> Data for review
▬▬▬

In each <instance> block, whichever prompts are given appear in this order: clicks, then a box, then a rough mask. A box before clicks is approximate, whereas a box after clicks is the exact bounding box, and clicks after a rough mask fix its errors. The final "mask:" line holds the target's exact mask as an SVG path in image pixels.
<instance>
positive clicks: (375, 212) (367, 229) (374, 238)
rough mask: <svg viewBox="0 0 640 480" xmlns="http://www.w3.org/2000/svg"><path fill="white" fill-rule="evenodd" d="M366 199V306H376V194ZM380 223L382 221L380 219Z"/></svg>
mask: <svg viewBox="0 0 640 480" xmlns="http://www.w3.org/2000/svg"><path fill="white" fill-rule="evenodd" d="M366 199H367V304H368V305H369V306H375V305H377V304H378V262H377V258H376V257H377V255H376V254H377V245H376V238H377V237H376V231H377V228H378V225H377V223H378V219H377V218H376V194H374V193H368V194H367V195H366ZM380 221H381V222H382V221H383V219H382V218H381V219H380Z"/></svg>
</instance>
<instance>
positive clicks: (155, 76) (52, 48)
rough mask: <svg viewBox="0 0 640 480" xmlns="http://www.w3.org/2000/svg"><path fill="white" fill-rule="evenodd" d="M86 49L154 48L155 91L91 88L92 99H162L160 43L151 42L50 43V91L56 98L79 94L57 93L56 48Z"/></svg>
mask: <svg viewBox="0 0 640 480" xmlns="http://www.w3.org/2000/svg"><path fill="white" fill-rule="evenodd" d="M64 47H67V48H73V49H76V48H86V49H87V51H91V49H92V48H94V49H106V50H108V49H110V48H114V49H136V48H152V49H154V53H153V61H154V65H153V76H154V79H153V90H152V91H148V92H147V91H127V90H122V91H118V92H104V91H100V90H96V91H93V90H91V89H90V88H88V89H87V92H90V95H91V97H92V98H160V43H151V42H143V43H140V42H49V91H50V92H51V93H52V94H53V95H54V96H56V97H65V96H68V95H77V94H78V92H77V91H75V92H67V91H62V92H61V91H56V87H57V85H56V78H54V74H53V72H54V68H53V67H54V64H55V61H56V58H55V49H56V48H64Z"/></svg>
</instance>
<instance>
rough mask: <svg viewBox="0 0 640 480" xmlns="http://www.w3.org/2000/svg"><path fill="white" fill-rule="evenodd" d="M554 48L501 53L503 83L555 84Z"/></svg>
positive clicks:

▬▬▬

> Exercise instructions
Scan the data above, find each line with "positive", and copy it.

> Solution for this task
positive clicks: (375, 212) (367, 229) (374, 238)
positive clicks: (155, 76) (52, 48)
positive clicks:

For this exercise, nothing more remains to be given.